** Working data follows **

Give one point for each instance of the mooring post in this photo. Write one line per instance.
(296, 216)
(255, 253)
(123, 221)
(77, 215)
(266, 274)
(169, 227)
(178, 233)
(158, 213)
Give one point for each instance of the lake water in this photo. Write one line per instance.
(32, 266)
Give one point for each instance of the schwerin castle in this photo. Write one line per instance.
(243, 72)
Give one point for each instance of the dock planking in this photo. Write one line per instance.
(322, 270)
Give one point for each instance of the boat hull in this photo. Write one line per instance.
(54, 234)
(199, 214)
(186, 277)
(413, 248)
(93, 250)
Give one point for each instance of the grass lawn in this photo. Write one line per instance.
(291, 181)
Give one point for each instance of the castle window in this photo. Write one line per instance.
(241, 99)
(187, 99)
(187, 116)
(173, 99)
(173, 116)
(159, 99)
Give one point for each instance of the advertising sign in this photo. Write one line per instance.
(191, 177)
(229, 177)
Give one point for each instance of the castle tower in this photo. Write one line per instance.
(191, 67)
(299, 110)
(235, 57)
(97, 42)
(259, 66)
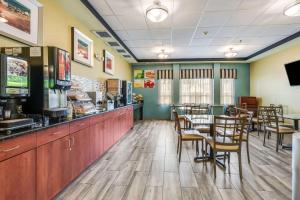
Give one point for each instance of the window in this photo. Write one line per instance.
(227, 91)
(199, 91)
(165, 91)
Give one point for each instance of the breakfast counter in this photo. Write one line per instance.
(48, 158)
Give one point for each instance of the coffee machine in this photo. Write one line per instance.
(114, 91)
(50, 78)
(14, 92)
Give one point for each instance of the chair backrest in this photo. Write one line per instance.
(177, 122)
(279, 111)
(234, 126)
(200, 109)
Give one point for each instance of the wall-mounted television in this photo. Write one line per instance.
(293, 72)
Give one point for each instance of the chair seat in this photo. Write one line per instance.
(256, 120)
(202, 129)
(181, 117)
(191, 135)
(284, 124)
(237, 137)
(222, 147)
(282, 130)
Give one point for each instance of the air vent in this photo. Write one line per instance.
(102, 34)
(113, 44)
(121, 51)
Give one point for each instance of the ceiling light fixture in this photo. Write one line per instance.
(157, 12)
(231, 53)
(2, 19)
(162, 55)
(293, 9)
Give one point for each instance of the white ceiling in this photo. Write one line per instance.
(245, 25)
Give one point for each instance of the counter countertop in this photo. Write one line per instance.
(21, 132)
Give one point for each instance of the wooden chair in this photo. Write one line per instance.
(187, 135)
(246, 130)
(279, 112)
(258, 121)
(204, 109)
(272, 125)
(223, 143)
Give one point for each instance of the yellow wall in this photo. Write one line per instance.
(57, 32)
(269, 81)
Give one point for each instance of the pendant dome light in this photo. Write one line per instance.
(231, 53)
(162, 55)
(293, 9)
(157, 12)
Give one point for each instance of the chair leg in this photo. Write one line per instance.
(265, 138)
(248, 153)
(277, 142)
(215, 165)
(240, 165)
(180, 147)
(178, 144)
(197, 148)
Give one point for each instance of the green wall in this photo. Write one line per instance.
(152, 110)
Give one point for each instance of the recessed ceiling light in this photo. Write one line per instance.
(293, 9)
(157, 12)
(231, 53)
(162, 55)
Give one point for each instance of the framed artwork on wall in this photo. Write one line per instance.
(108, 63)
(21, 20)
(82, 48)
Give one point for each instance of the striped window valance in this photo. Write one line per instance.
(165, 74)
(228, 73)
(196, 73)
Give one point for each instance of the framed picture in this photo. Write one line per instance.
(82, 48)
(21, 20)
(138, 74)
(108, 63)
(149, 83)
(138, 83)
(149, 74)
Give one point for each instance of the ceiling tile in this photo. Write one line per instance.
(201, 42)
(243, 17)
(248, 25)
(133, 21)
(139, 35)
(210, 19)
(211, 32)
(101, 7)
(160, 34)
(113, 22)
(185, 19)
(220, 5)
(182, 33)
(128, 7)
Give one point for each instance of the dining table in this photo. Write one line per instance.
(205, 120)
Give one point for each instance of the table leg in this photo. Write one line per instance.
(290, 146)
(210, 155)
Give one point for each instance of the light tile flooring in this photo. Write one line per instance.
(144, 165)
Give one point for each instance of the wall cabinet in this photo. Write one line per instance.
(17, 177)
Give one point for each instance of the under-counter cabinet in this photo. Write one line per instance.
(18, 168)
(53, 167)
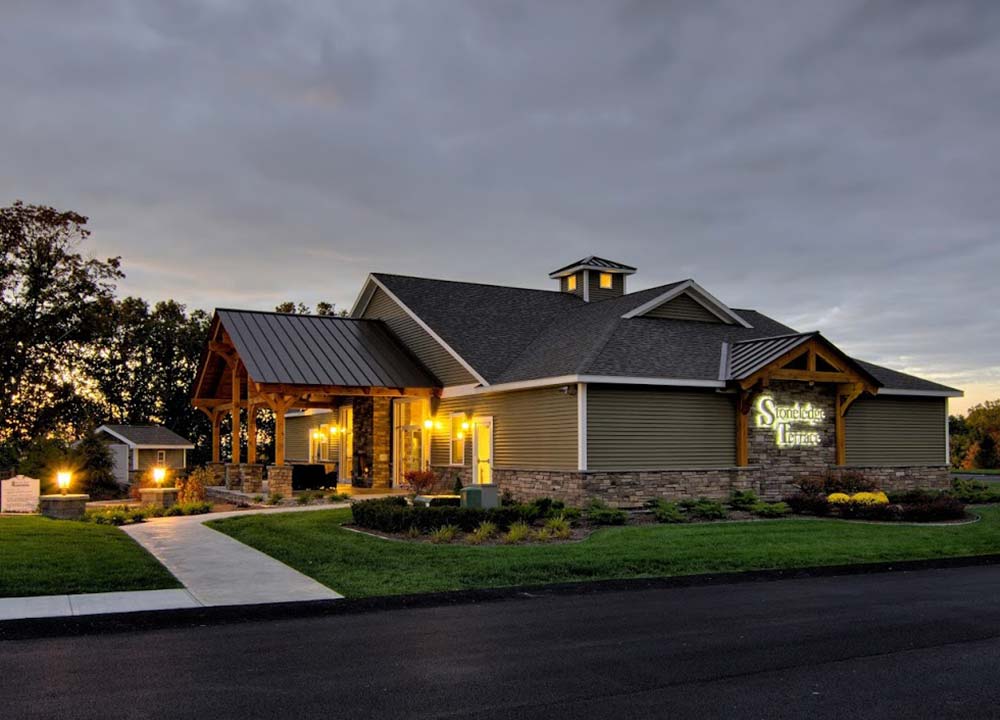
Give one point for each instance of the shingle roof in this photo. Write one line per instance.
(150, 435)
(594, 262)
(514, 334)
(321, 350)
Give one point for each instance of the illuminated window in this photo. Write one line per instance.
(459, 428)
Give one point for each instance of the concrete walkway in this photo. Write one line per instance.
(218, 570)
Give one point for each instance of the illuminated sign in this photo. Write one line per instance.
(783, 419)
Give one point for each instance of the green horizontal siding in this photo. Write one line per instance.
(532, 429)
(298, 430)
(642, 428)
(429, 351)
(683, 307)
(887, 430)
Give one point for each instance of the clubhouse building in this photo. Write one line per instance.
(577, 392)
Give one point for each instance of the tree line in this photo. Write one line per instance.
(74, 356)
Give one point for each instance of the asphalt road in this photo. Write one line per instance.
(910, 645)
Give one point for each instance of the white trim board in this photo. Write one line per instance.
(360, 307)
(697, 293)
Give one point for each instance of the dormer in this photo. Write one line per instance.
(593, 278)
(687, 300)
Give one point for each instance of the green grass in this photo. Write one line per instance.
(39, 556)
(360, 566)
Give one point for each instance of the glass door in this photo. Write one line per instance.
(411, 435)
(345, 457)
(482, 451)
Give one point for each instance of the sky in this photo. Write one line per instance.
(835, 165)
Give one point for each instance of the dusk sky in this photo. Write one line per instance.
(835, 165)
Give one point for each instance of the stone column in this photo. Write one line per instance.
(279, 480)
(381, 430)
(252, 478)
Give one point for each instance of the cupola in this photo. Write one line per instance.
(593, 278)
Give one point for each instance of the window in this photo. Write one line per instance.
(459, 428)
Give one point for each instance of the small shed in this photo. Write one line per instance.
(135, 448)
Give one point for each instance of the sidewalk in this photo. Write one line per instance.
(218, 570)
(214, 568)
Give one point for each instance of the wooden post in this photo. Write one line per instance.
(743, 429)
(251, 432)
(235, 367)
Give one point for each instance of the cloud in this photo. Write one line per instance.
(831, 164)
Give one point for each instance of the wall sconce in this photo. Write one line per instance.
(63, 478)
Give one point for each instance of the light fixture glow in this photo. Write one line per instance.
(63, 478)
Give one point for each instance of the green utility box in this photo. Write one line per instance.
(480, 496)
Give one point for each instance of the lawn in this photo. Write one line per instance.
(39, 556)
(361, 566)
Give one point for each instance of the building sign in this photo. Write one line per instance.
(792, 424)
(19, 494)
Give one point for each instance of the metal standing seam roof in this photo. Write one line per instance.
(289, 349)
(748, 356)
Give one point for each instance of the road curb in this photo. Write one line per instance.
(33, 628)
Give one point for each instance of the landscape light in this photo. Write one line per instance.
(62, 478)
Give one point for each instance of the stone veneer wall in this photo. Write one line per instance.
(772, 472)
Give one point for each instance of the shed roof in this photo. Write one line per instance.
(279, 348)
(146, 436)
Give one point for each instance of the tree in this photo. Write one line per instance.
(91, 461)
(50, 299)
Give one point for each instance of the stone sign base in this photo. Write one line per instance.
(158, 497)
(64, 507)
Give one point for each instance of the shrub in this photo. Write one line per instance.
(667, 512)
(770, 510)
(192, 488)
(808, 504)
(558, 527)
(420, 481)
(444, 534)
(704, 509)
(518, 532)
(599, 513)
(481, 534)
(743, 500)
(394, 515)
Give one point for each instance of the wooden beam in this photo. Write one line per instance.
(743, 428)
(235, 412)
(251, 433)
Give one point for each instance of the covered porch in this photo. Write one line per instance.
(354, 369)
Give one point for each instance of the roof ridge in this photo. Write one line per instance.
(466, 282)
(305, 315)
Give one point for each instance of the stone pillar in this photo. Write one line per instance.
(216, 473)
(252, 478)
(381, 430)
(233, 481)
(279, 480)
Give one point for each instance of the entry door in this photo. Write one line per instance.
(345, 458)
(482, 451)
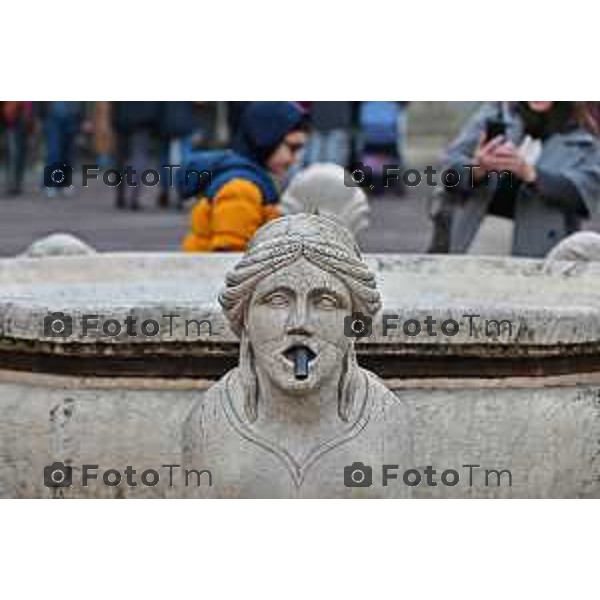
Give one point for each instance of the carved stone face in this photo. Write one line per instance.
(304, 305)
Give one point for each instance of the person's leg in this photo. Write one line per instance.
(138, 159)
(337, 147)
(122, 152)
(181, 152)
(164, 152)
(11, 159)
(68, 133)
(53, 151)
(21, 155)
(52, 130)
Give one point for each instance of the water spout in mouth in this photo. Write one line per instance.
(301, 357)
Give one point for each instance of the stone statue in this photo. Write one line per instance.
(298, 410)
(321, 188)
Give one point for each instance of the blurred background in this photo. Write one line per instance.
(36, 134)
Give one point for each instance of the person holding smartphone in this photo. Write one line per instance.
(529, 175)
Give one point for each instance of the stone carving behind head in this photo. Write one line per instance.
(58, 244)
(323, 242)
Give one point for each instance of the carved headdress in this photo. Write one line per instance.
(326, 243)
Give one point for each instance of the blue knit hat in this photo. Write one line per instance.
(263, 126)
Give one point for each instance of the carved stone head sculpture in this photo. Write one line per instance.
(287, 300)
(298, 409)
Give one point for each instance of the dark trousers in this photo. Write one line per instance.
(16, 137)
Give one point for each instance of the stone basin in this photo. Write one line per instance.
(524, 397)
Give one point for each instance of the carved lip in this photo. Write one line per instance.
(289, 352)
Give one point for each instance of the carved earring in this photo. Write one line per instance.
(345, 387)
(249, 378)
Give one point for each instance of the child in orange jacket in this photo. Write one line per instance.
(243, 192)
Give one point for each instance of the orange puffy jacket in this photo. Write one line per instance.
(228, 221)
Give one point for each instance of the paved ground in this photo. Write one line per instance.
(397, 224)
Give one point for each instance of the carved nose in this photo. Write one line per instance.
(298, 322)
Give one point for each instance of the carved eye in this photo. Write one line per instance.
(326, 301)
(276, 299)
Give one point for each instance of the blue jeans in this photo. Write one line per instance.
(60, 139)
(173, 151)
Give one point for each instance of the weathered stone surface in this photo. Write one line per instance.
(544, 429)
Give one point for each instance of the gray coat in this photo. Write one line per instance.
(541, 219)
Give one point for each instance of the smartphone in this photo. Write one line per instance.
(494, 128)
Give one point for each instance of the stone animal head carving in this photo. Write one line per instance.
(287, 299)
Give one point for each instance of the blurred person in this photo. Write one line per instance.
(176, 126)
(583, 246)
(321, 189)
(244, 189)
(535, 182)
(103, 133)
(17, 120)
(331, 133)
(61, 122)
(380, 141)
(134, 124)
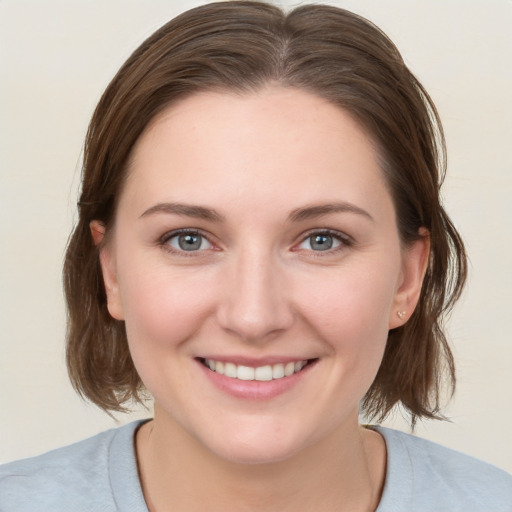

** End of Working data **

Exercise requirements:
Your task is to reproduce exactly the lines from the one that holds "Give one point for each instance of the carved nose" to the last line of the listing, and only those, omitting the pictures.

Solution to the problem:
Give one point for each instance of the carved nose in this photo. Write one line per instance.
(298, 322)
Give one point for each instance of the carved eye in this photo. Write one line per instance.
(326, 301)
(276, 299)
Give one point for each instance of the blue jeans in this photo. Write one line per instance.
(60, 139)
(173, 151)
Give one point for each instance of the weathered stone surface in this photo. Write one line per instance.
(544, 429)
Give one point for each instance of the gray coat in this photo. Write one line per instance.
(541, 219)
Give one point for each instance of the smartphone in this photo. Write one line per instance.
(494, 128)
Give one point for each instance of the stone animal head carving in this photo. Write one line per instance.
(287, 299)
Give one point for each instance of the blurred person in this photo. Write one line per instance.
(176, 126)
(583, 246)
(321, 189)
(244, 189)
(535, 182)
(103, 133)
(17, 120)
(331, 133)
(61, 122)
(380, 141)
(134, 124)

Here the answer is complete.